TASK 1: Quote the passage on Perth office leasing word for word, starting with "Knight Frank research" and going on through "spoilt for choice.".
TASK 2: Using the passage on Perth office leasing, answer yes or no to whether each statement below agrees with it, and support each answer with the deciding words quoted exactly. (a) Nicholas Locke said most high-quality prime office space was centred near the Subi Centro precinct. (b) The Subiaco East precinct is characterised by newer stock. (c) Net face rents in Perth's fringe office market have decreased on average 20 per cent.
TASK 3: Carry on the passage on Perth office leasing from its last sentence.

Knight Frank research analyst Nicholas Locke said a majority of high-quality prime office space was centred near the Subi Centro precinct and offered retail amenity close to public transport, which were highly desirable features to discerning occupiers who were currently spoilt for choice.
“The Subiaco East precinct surrounding Hay Street and extending west from Thomas Street is characterised by older stock and more fragmented ownership due to a greater proportion of strata-titled buildings,” he said.
“Further take-up of remaining spaces in the Subi Centro precinct may be required before significant inroads can be made in the Subiaco East precinct.”
Meanwhile, Colin Gilchrist, CBRE advisory and transaction services office leasing associate director, said landlords in many suburban locations were becoming increasingly proactive in securing new tenants with significant capital upgrades of their buildings, including end-of-trip facilities, contemporary entry statements and upgrades to the external appearance among the examples.
Mr Gilchrist said net face rents in Perth’s fringe office market, including suburbs such as Herdsman and Leederville, have decreased on average 10 per cent, with incentives ranging from 25 per cent up to 45 per cent.

MATERIAL SUPPLIED:
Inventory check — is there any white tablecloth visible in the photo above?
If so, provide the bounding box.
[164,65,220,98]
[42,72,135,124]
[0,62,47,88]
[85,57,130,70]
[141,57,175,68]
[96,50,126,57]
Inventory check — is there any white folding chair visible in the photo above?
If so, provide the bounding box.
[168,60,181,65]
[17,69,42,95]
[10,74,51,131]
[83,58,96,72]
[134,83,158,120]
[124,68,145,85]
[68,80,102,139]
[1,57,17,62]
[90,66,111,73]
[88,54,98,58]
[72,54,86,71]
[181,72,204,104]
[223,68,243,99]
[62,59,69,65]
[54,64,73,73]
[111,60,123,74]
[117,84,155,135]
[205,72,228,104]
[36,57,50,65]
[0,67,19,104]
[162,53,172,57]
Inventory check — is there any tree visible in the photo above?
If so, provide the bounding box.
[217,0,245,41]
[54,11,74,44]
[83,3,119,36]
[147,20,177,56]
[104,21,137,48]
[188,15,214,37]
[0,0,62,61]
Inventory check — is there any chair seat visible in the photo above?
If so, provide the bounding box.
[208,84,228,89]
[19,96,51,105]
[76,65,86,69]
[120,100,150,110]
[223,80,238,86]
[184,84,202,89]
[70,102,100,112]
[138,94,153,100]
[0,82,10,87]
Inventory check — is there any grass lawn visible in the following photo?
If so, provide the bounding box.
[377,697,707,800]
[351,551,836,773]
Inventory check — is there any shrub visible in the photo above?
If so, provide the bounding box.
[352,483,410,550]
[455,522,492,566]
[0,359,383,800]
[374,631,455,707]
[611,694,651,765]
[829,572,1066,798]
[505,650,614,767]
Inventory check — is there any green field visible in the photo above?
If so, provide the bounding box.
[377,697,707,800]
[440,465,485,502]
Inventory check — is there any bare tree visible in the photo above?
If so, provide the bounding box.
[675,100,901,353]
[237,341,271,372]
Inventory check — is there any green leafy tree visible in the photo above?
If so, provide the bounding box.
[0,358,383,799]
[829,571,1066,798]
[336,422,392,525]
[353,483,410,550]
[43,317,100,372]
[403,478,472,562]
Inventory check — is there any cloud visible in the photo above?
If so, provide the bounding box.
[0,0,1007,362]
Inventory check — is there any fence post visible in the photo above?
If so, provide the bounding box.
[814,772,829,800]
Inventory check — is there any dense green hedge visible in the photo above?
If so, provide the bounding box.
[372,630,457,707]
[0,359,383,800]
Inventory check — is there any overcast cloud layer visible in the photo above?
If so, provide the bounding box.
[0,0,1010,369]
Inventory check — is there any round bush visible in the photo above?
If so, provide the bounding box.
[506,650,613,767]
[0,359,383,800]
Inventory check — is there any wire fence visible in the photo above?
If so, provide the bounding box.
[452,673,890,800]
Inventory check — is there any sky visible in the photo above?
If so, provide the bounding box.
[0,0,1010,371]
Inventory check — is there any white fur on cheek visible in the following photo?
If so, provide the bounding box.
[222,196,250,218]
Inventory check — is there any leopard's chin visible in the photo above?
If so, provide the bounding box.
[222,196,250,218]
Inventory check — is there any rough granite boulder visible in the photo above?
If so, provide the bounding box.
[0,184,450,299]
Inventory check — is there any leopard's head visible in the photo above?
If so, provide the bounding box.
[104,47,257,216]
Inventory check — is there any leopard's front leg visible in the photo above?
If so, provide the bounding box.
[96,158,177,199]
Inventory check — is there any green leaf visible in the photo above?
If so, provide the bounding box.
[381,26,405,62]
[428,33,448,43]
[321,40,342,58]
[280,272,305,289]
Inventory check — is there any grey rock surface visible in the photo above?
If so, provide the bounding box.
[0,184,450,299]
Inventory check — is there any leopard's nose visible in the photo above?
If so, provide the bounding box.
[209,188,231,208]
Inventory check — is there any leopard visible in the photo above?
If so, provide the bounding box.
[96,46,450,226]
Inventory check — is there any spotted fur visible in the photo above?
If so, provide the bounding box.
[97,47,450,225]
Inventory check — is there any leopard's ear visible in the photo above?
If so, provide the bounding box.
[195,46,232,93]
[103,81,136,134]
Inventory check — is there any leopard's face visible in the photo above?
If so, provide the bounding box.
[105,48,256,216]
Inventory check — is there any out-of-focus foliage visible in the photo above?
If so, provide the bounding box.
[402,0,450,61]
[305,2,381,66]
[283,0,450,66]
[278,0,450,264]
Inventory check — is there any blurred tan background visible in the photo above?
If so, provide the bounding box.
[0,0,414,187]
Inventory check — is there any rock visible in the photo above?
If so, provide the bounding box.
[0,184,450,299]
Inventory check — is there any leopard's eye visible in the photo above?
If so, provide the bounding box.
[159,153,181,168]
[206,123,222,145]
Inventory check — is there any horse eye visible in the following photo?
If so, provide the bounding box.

RIGHT ANSWER 1:
Knight Frank research analyst Nicholas Locke said a majority of high-quality prime office space was centred near the Subi Centro precinct and offered retail amenity close to public transport, which were highly desirable features to discerning occupiers who were currently spoilt for choice.

RIGHT ANSWER 2:
(a) Yes: "a majority of high-quality prime office space was centred near the Subi Centro precinct"
(b) No: "characterised by older stock and more fragmented ownership"
(c) No: "have decreased on average 10 per cent"

RIGHT ANSWER 3:
“We believe incentives have peaked and expect to see these stabilise between 25 to 35 per cent over the next 24 months,” he said.
“In line with the current CBD trend, we are seeing tenants continually flock to modern and upgraded buildings that have existing fitouts that may be utilised or re-positioned for their purpose.”
Mr Mettam said many suburban landlords were grappling with office space that had sat vacant for some time.
“To counter that, we expect to see a bigger shift towards refurbished or repurposed office space as suburban landlords, like their CBD counterparts, try to stand out from the competition,” he said.
“Perth’s suburban office market will definitely be a tenant-driven market for the remainder of 2019 although general inquiry increases lead me to be optimistic about the short to medium-term outlook.”